Excerpt to read
#####
Op-Ed: Constitution–Concrete or Clay?

Bertram Halbruner

By Bertram Halbruner

As I write this from my home near Woodbine, autumn is fast approaching. Each year around this time my mind wanders back to my days in school. For it was in these weeks preceding Thanksgiving that we always studied early U.S. History. It was then that I developed my love for the history of our nation. I enjoyed colonial history. Hence, my interest in the Constitution, civics, and such.
The United States Constitution, ratified in 1791, is the foundation and blueprint for our nation’s government and the civil liberties of its people. Having been written and ratified more than 230 years ago, some today, may wonder if it is still relevant. Should we view the Constitution as a solid foundation like concrete, or should we see it as clay in the sculptors’ hands? Is it static or something to be redirected with every wind of change? Should we hold it dear and cherish its precepts? Or should we replace it with something more contemporary that reflects the diversity of today’s culture.
It has been said by historians, that the men who gathered to write our Constitution, where perhaps the greatest collection of intellectual minds the world has ever known. While perhaps not having university degrees, they were nonetheless some of the greatest minds ever gathered in one place at one time. They were also patriots. These men had fought a revolution and made indescribable sacrifice to bring about the nation we now live in. Their dedication to the principals and ideals we hold dear, was to them, worth dying for. They gave us those principals and ideals in the greatest legal document ever to have been written: The United States Constitution.
Our founding fathers experienced things that we, today, do not and never have. They had spent long years fighting a revolution. They had lived, since landing on Americas shores, under the rule of King George. They had never truly known the freedoms we enjoy today. Unlike us, expressing a dissenting opinion could get you arrested. This was the case with Alexander McDougall. In 1769, he wrote and published, “The Betrayed of New York, a criticism of a vote by the New York Colonial Assembly. Subsequent to its publication, McDougall was arrested and imprisoned for a few months, for “liable.” While colonists enjoyed a measure of free speech, it was not wise of one to be critical of the government! 
The Colonists also experienced heavy taxation. The Sugar Act greatly increased the already burdensome tax on molasses. The Stamp Act required most printed material, in the Colonies, to use paper produced in London, which bore a “revenue stamp” or what we know as a tax stamp. Then there was the Tea Tax, which resulted in the Boston Tea Party. There were colonial assemblies for governing the colonies, however their powers were strictly limited by England, for fear they would become autonomous. Hence the term “No taxation without representation” was born.
#####
[Stored items]

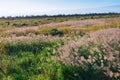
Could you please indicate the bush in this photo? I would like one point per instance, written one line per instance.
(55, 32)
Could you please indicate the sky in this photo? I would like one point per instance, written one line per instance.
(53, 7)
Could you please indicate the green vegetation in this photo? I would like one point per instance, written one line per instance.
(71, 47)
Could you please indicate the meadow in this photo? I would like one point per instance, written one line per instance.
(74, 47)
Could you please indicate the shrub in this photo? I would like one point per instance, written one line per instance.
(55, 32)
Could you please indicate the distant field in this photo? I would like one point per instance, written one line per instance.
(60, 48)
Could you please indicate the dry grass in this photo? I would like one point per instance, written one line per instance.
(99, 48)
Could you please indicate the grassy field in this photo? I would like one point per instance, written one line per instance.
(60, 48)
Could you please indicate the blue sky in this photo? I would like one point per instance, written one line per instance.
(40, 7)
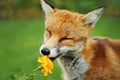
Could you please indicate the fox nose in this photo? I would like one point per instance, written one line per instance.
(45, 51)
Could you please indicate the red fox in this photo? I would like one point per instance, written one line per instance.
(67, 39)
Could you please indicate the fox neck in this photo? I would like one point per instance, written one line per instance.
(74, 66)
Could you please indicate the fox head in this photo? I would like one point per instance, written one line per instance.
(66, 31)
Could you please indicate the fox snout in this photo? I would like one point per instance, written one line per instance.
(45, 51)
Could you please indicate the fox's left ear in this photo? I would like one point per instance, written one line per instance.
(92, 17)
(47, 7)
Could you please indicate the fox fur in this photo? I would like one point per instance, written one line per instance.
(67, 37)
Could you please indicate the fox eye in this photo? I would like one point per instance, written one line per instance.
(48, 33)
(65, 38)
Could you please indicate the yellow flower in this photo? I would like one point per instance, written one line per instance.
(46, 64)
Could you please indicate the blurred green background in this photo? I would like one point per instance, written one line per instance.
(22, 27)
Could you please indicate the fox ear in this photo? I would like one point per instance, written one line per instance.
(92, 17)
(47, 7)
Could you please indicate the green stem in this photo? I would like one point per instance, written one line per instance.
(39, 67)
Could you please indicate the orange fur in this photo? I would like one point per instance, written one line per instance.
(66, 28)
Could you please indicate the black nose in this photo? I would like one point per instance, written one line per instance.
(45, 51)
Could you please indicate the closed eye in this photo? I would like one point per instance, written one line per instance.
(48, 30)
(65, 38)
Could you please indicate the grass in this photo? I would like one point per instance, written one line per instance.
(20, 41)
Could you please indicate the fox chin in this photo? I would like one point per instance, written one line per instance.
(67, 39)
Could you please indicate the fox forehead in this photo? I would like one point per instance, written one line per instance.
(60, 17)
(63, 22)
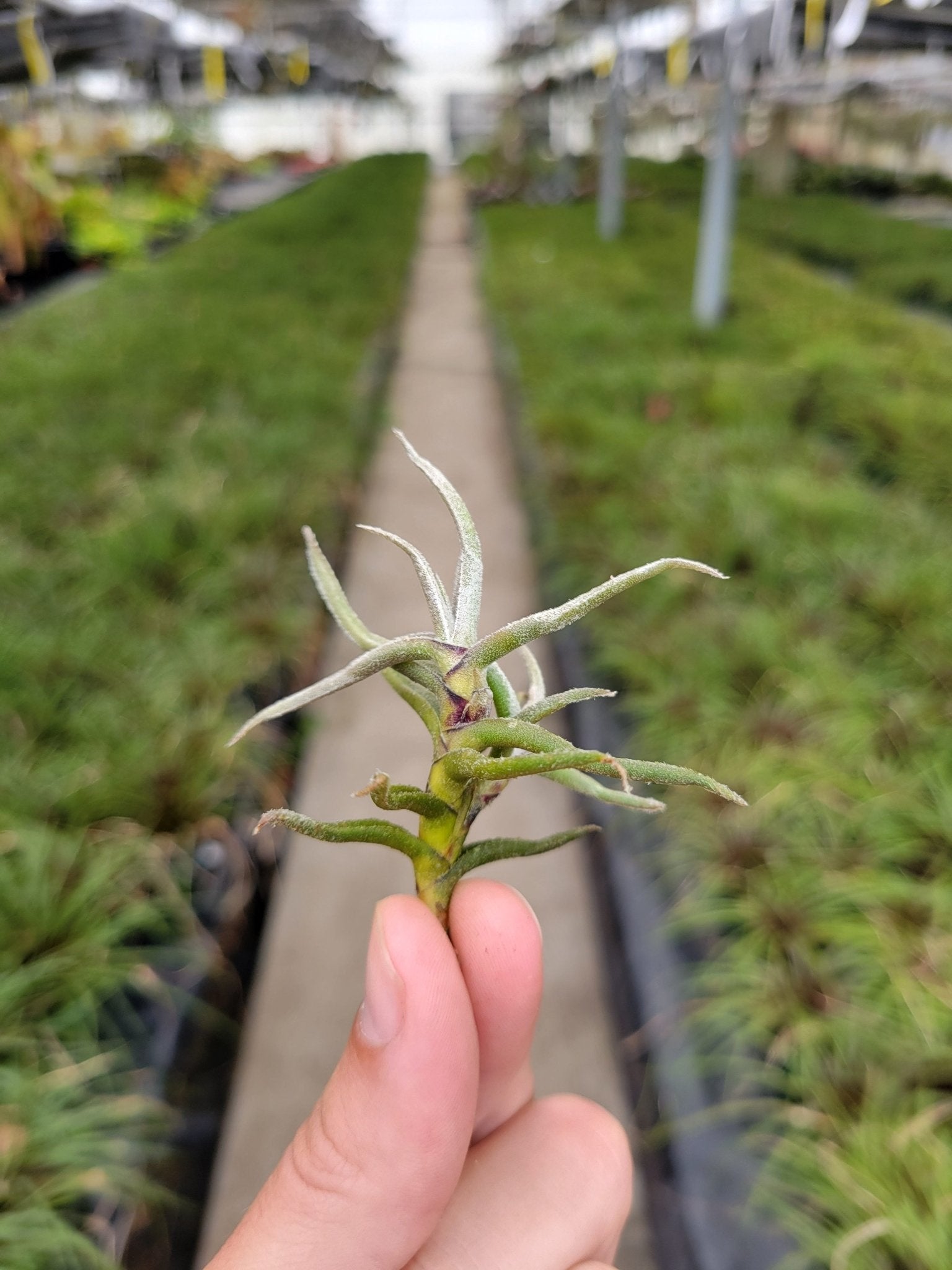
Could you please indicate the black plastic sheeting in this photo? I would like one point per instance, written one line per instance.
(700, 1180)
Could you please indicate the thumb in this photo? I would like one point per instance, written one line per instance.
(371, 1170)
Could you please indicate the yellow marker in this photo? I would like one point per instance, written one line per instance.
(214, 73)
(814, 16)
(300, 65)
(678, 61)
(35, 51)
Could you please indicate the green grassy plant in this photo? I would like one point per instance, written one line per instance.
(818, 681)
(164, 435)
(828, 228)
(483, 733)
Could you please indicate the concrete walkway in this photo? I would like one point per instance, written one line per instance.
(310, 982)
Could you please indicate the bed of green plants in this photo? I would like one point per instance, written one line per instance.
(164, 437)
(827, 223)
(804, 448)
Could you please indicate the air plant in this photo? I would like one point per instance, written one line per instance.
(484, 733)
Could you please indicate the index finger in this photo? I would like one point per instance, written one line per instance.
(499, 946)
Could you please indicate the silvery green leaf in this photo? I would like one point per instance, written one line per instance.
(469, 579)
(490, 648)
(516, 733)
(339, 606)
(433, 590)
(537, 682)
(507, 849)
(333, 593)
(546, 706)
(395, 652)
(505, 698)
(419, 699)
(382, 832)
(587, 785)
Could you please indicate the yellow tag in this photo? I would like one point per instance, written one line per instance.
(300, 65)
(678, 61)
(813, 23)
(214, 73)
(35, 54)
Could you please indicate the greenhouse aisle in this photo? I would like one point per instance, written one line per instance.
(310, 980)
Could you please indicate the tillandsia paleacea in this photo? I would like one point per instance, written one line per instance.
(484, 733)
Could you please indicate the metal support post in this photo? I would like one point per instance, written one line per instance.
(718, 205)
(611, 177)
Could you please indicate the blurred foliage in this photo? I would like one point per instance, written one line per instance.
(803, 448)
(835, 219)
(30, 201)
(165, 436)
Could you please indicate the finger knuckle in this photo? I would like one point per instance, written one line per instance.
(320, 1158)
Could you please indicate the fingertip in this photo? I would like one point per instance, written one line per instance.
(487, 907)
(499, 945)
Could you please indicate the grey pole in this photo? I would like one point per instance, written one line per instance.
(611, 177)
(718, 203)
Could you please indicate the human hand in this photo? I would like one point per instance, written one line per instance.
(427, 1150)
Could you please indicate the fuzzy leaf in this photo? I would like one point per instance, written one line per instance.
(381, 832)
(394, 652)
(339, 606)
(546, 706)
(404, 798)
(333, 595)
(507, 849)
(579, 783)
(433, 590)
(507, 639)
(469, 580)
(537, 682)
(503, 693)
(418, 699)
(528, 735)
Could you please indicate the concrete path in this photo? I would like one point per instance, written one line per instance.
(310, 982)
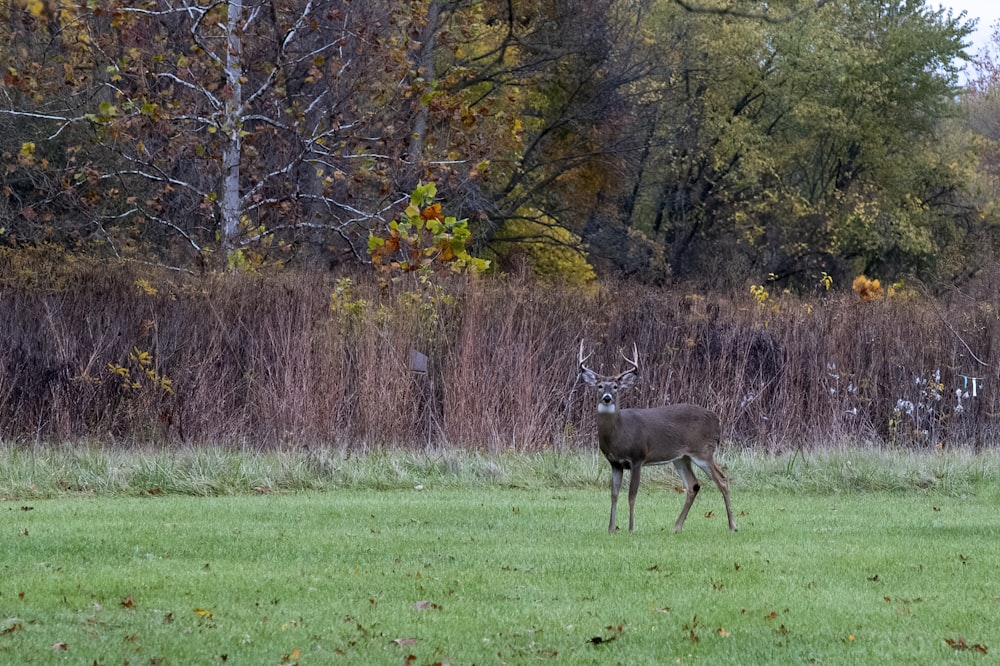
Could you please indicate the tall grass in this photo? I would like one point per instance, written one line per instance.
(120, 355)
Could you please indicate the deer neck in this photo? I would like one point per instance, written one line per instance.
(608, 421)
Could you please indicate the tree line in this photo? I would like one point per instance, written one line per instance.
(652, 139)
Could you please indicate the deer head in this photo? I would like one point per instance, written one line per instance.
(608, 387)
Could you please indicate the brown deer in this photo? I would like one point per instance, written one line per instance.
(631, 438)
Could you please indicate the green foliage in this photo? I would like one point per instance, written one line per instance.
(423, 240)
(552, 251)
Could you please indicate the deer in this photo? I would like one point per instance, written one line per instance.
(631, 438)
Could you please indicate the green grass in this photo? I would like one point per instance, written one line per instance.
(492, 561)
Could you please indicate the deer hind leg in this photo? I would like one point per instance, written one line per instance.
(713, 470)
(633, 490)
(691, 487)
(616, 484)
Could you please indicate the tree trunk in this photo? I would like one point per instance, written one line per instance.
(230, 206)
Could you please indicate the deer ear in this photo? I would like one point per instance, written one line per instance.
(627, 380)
#####
Given task
Pick up the op-ed on the Constitution where it stops, and carry it on for a few more paragraphs.

Exercise output
Colonists believed they should enjoy all the rights and privileges of British citizenship, but found however, they did not. Instead, they were treated by Britain as second-class citizens.  In 1768, British troops arrived in Boston to support officials appointed by the King. They were also there to enforce unpopular “Parliamentary Legislation.” When 300-400 colonists protested the soldiers’ presence by harassing them, throwing snowballs and such, the soldiers opened fire. We know this today as the Boston Massacre! In essence, tyranny was a way of life. We see similar in many countries even today. Yet because it is not here, in America, for us to endure, we cannot fully comprehend its darkness. Nor can we fully appreciate the freedoms and protections afforded us by our Constitution.
When the framers of the Constitution drafted this document, they had good reason, and firsthand knowledge of why they needed such a thing. The concepts and ideals they placed within it were themselves, revolutionary. A government controlled by free men, to serve the needs of freemen.
Today one might suggest that we have no idea what the framers intended. We surely cannot read their minds, nor understand their intent both then and for future generations. Surely, we cannot comprehend the relevance or importance, if any, of the Constitution, in relation to today’s cultural diversities and political landscape.
This is not, however, an entirely accurate assessment. Many of the framers of the Constitution took up the pen and put to paper their thoughts, feelings, and intent in writing the Constitution. They explained what it meant and why it was needed.  Alexander Hamilton, James Madison, and John Jay wrote 85 articles and essays explaining the Constitution and encouraging its ratification by the people. These writings covered an array of topics including, but not limited to, The Dangers of Foreign Force and Influence, Dissention and Hostilities Between States, Commercial Relations, Economy In Government, Preserving the Union as well as The Difficulties of the Current Government, i.e. The Continental Congress. These writings are known today as The Federalist Papers. 
Their importance in explaining the Constitutions intent cannot be overstated. As of the year 2000, The U.S. Supreme Court had noted and referenced the Federalist Papers 291 times in issuing opinions regarding Constitutional interpretation and intent.
Many other contemporary statesmen, like Washington, Franklin, and Jefferson, expounded upon the Constitution, its need and intent, in their own writings and memoirs. All of which are available to us today. We simply must read them if we desire a window into the minds of our Constitutions authors.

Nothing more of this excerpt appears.